---- DATASET RECORDS
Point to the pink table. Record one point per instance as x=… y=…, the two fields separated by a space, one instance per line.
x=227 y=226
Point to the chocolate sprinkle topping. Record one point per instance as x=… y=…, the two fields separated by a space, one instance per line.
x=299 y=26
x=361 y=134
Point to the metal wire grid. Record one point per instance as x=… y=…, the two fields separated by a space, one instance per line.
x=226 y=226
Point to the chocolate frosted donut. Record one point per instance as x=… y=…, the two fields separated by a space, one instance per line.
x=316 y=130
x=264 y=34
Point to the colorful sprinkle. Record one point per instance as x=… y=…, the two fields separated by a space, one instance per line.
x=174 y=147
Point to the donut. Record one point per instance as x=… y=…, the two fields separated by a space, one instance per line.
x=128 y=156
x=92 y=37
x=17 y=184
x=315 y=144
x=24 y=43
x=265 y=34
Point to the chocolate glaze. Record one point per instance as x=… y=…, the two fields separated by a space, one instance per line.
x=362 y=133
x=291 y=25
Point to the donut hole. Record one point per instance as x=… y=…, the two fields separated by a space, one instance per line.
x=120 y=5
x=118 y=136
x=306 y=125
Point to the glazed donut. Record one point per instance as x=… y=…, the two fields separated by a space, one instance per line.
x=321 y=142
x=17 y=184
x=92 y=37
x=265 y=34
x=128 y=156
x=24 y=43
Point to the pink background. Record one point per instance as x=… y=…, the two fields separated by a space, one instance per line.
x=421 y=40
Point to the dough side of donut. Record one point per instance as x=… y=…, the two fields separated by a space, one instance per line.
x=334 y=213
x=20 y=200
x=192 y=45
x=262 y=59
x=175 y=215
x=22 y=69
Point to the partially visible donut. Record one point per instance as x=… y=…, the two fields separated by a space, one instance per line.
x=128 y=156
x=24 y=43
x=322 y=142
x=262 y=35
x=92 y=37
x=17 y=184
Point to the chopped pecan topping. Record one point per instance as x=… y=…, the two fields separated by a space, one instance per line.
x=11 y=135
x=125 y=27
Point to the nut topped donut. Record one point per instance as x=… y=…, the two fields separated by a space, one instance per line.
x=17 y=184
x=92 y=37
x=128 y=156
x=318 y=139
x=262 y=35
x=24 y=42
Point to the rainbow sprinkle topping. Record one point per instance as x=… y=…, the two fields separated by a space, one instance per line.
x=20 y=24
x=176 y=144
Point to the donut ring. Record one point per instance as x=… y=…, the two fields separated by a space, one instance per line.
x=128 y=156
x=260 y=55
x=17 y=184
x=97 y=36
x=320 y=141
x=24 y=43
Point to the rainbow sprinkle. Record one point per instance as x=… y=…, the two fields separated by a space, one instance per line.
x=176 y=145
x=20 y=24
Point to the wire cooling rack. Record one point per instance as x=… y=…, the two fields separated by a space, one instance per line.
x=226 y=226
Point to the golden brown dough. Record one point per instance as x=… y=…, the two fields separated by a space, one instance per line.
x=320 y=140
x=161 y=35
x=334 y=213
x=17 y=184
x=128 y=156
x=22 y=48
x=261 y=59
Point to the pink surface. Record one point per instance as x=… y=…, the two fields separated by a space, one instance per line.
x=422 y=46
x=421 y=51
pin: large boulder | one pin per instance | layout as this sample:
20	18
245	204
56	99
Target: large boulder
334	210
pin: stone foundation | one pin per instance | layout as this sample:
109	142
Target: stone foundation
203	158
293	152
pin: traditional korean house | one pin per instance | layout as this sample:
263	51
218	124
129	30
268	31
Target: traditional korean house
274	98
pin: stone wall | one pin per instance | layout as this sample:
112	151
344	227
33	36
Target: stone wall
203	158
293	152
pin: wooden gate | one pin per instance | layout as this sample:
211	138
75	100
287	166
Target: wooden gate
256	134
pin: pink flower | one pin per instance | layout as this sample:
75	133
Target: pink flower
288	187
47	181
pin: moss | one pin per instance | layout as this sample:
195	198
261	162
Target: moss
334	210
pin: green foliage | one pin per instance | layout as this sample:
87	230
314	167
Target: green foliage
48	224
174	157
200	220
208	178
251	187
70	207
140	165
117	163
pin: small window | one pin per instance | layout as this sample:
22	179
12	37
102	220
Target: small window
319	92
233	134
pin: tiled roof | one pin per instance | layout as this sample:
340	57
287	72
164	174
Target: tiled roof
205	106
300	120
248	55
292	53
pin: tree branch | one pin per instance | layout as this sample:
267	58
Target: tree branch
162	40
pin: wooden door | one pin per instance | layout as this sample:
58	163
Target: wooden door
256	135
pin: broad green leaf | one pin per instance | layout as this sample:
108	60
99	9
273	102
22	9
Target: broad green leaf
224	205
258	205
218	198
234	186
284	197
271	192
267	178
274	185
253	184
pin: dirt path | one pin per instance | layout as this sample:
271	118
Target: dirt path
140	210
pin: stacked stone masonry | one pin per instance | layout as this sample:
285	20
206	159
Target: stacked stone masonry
--------
DIRECTIONS FOR THIS TASK: Would you output all the records above exactly as written?

ANSWER:
Point to the pink table. Record one point per instance as x=… y=…, the two fields separated by a space, one instance per line.
x=227 y=226
Point to the chocolate sprinkle topping. Record one point per instance as x=… y=…, the two fields separated by a space, one instance per line.
x=299 y=26
x=361 y=134
Point to the metal wire grid. Record one point per instance as x=… y=…, the two fields separated by a space, one instance per line.
x=226 y=226
Point to the chocolate frosted donut. Record one point per instance as x=… y=…, the two fields separated by a space, one instance per line.
x=316 y=130
x=264 y=34
Point to the colorful sprinkle. Record one point per instance as x=… y=…, the two fields separated by a space, one instance per line.
x=174 y=147
Point to the donut. Record one point per instance as x=… y=…, the two fields separated by a space, one instance per line.
x=128 y=156
x=92 y=37
x=17 y=184
x=315 y=144
x=24 y=43
x=265 y=34
Point to the chocolate glaze. Record one point per instance as x=… y=…, the two fields separated by a space, one instance per line.
x=362 y=133
x=291 y=25
Point to the donut hole. Record one point per instance as x=… y=…, the two fields separated by a space, one instance per line.
x=120 y=5
x=118 y=136
x=306 y=125
Point to the glazed donut. Record one point per instance as x=… y=…, the two fields separated by a space, one instance per line.
x=321 y=142
x=17 y=184
x=92 y=37
x=265 y=34
x=128 y=156
x=24 y=43
Point to the pink background. Record one point per instance as x=… y=…, the two fields separated by a space, one instance per line.
x=421 y=40
Point to the dough side of donut. Record one point per instance as x=… y=…, the two fields separated by a space, one instance per line.
x=334 y=213
x=20 y=200
x=192 y=45
x=262 y=59
x=175 y=215
x=22 y=69
Point to the partially visible donut. Record one point per instance as x=… y=…, the two fields separated by a space, one instance per line.
x=128 y=156
x=24 y=43
x=322 y=142
x=262 y=35
x=92 y=37
x=17 y=184
Point to the chopped pecan topping. Record one point per instance as x=… y=…, the two fields separated by a space, one instance per line.
x=11 y=135
x=125 y=27
Point to the nut topped donut. Record one point per instance as x=… y=…, the two fields separated by a space, one instance per line.
x=17 y=184
x=92 y=37
x=128 y=156
x=318 y=139
x=262 y=35
x=24 y=42
Point to the rainbow sprinkle topping. Record one point per instance as x=… y=…, the two fields separated by a space, one instance per line.
x=20 y=24
x=176 y=144
Point to the donut ring. Record one point per instance as x=… y=…, the two fields separated by a space, one instance per line.
x=128 y=156
x=260 y=55
x=17 y=184
x=97 y=36
x=320 y=141
x=24 y=43
Point to the rainbow sprinkle. Record one point per instance as x=… y=…, the two fields separated by a space, one instance per line.
x=176 y=145
x=20 y=24
Point to the wire cooling rack. Record one point per instance as x=… y=…, the two fields separated by a space, one instance per line.
x=226 y=226
Point to the golden brown dough. Record one point per instance as x=… y=…, the two fields separated by a space, one instance per line.
x=320 y=140
x=161 y=35
x=334 y=213
x=17 y=184
x=128 y=156
x=22 y=48
x=261 y=59
Point to the pink surface. Record one point per instance as x=… y=…, the two fields separated by a space, one instance per line.
x=422 y=46
x=421 y=51
pin: large boulder | one pin per instance | layout as this sample:
20	18
245	204
56	99
Target: large boulder
334	210
pin: stone foundation | one pin per instance | layout as this sample:
109	142
Target: stone foundation
203	158
293	152
pin: traditional korean house | one pin per instance | layout as this sample:
263	51
218	124
129	30
268	31
Target: traditional korean house
274	98
pin: stone wall | one pin per instance | layout as this sample:
112	151
344	227
33	36
Target: stone wall
203	158
293	152
pin: wooden gate | one pin per instance | layout as this sample:
211	138
75	100
287	166
Target: wooden gate
256	134
pin: pink flower | one pin per instance | layout as this sample:
75	133
Target: pink flower
288	187
47	181
pin: moss | one pin per instance | layout as this sample:
195	198
261	162
Target: moss
334	210
pin: green foliage | one pin per instance | layout as this sample:
87	230
314	167
Target: green foliage
48	224
174	157
200	220
208	178
251	187
70	207
140	165
117	163
pin: small window | one pin per instance | layout as this sample:
22	179
12	37
102	220
Target: small window
319	92
233	134
pin: tiled roof | one pin per instance | layout as this sample:
340	57
287	72
164	174
Target: tiled roof
205	106
300	120
248	55
292	53
pin: tree branch | one pin per instance | layout as this sample:
267	58
Target: tree branch
162	40
pin: wooden door | one pin per instance | layout as this sample:
58	163
Target: wooden door
256	135
pin: broad green leaf | one pin per instance | layout as this sample:
108	60
99	9
273	102
22	9
Target: broad green leaf
224	205
258	205
218	198
234	186
284	197
271	192
267	178
274	185
253	184
pin: dirt path | one pin per instance | layout as this sample:
271	118
Target: dirt path
140	210
pin: stacked stone masonry | one pin per instance | layout as this sample:
285	20
206	159
Target: stacked stone masonry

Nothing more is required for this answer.